**TASK PROMPT:**
Please answer these from the post about speed bumps:
(a) Roads with a speed limit above what figure would get speed bumps?
(b) Which two countries does Robert Karaffa name when describing what driving would be like?
(c) According to Stan, what causes delays in posting?

**EXCERPTED PASSAGE:**
________

What if…

…we began now, and over the next ten years, installed speed bumps on every road in the nation with a speed limit now above 35 MPH? This includes interstate highways, everything.

What would a gradual slowdown like that look like? (It could be a jobs program, building speed bumps!)

There’s no God-given or even Constitutional right to zip across the surface of the planet at high speeds.

So, what might be the adaptations?

Right off, I’d say the right-of-ways on interstates could be converted into roadside stands for local microcommerce.

Local food would become competitive with long-distance food.

Motor scooters and bikes could use the highways.

Nice to think about anyway…

We have way too much velocity.

4 Comments

  1. Robert Karaffa:

    At first I thought, what have you been smokin’? But it is wonderful to dream about. Driving would be more like it is in Vietnam perhaps, or even Haiti. And commerce would be way different and automatically localized to a certain extent.
    But in USA it would it would probably just lead to a 20 year special period of suspension modification.

  2. Anonymous:

    Sorry to waste blog space like this, but how do I join this blog? Also, Stan, I tried sending an e-mail to sherrynstan@igc.org. An error occurred. What gives?

    Please help.

    STAN: No joining. Just post. Delays because we moderate out flames, trolls, spam, bigotry, and personal attacks.

  3. Marcilla Elizabeth Smith:

    Forgive me for being utopian-ly inclined, but it occurs to me that if there was anything approaching intelligent designing of infrastructure, there’s no reason why we couldn’t be doing better in both senses (more ecological as well as more effectively traveling long distances). The problem (in my mind) are these one-size-fits-all solutions in the form of the modern passenger automobile that everyone is supposed to own and maintain. The same thing that takes you down the block to get a Slurpee is also designed to take you on a cross-country road trip. It’s absurd, but it’s an expected symptom of the disease of Capitalism.

    I imagine fractally-designed public transportation infrastructure with a few bullet trains traveling within super-low friction tubes cross-country with more conventional rail transportation operating regionally, perhaps buses locally which are capable of transporting all of their passengers’ bicycles and other personal vehicles for those “last mile” legs of their journeys. And it doesn’t have to be exactly like that, but COME ON!!!

  4. DeAnander:

    Letting people travel by air creates a whole host of expectations. One expectation is that they ought to be able to go when they wish and exactly where they want. After all, there’s nothing like [...] the obvious limitations of one train at a time to reinforce the idea that not all things are possible. The expectations are even higher for those with resources and power, expecially if the society allows them private aircraft of some sort. They believe their time is more valuable, they’re more important. That reinforces the feeling that anything can be bought, regardless of the cost to others. [...] We just price things at their total value. We don’t allow people to buy privileges at the cost of other people’s health or future or life expectancy. Those are real costs. Most so-called market systems don’t include them. [...] There’s also the expectation that immediate travel at comparatively low cost is a right, rather than a costly privilege. There’s also the expectation that personal freedom of movement is a right, regardless of what it costs others.

    — L. E. Modesitt, ‘Haze’

    Modesitt hews pretty close to the line of traditional US Libertarianism in many regrds — and his “far future techno-opera” works are just about as unrealistic to my present reader’s ear as any tale of unicorns and sorcerers. But he hits an interesting note now and then and this one caught my attention. Nothing that Illich and others haven’t said more eloquently. But interesting to see it admitted by such a relatively conservative (in the libertarian vein) writer.

________

**SUPPLIED INFORMATION:**
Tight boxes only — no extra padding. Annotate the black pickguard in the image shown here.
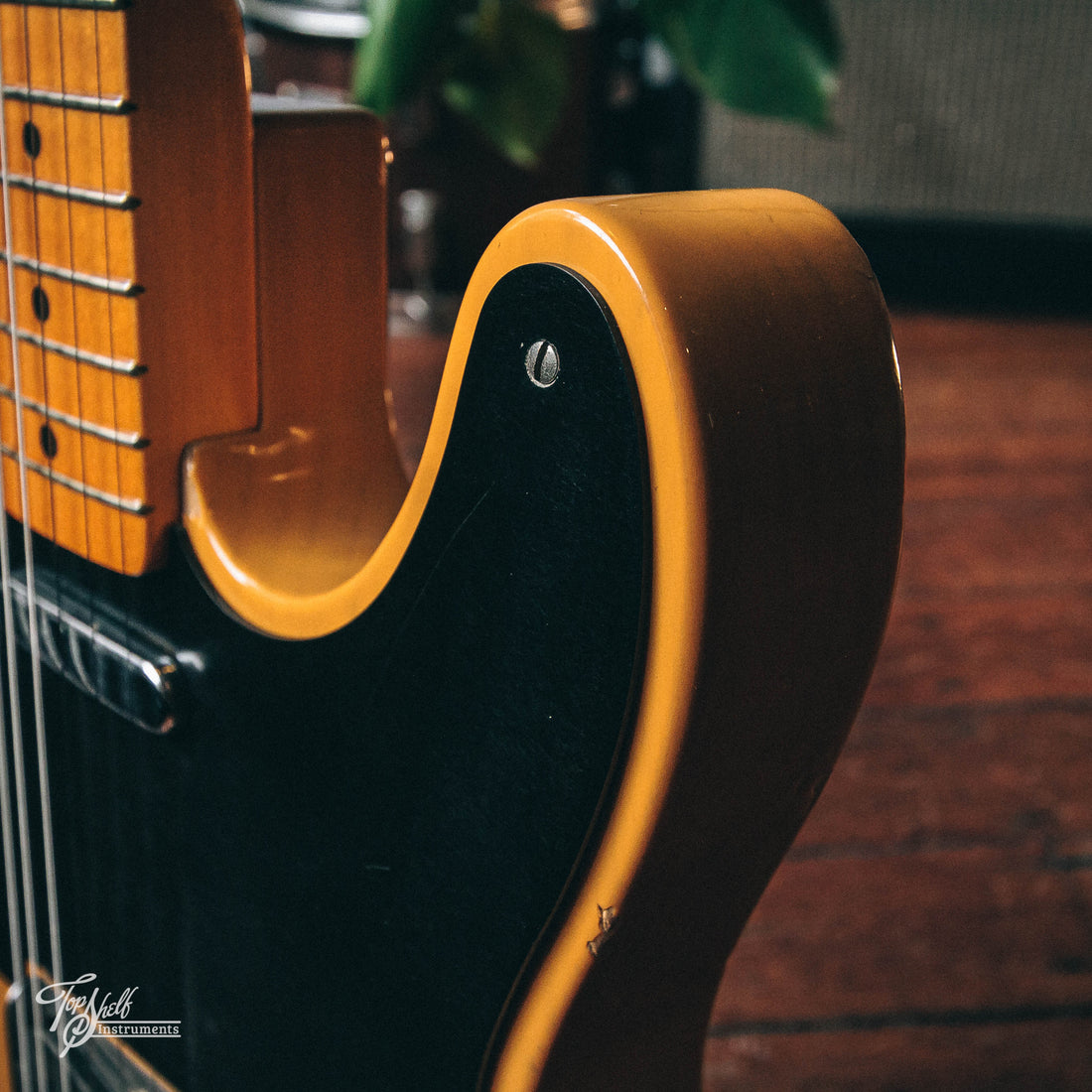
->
[0,266,648,1092]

________

**EXERCISE RESPONSE:**
(a) 35 MPH
(b) Vietnam and Haiti
(c) Moderating out flames, trolls, spam, bigotry, and personal attacks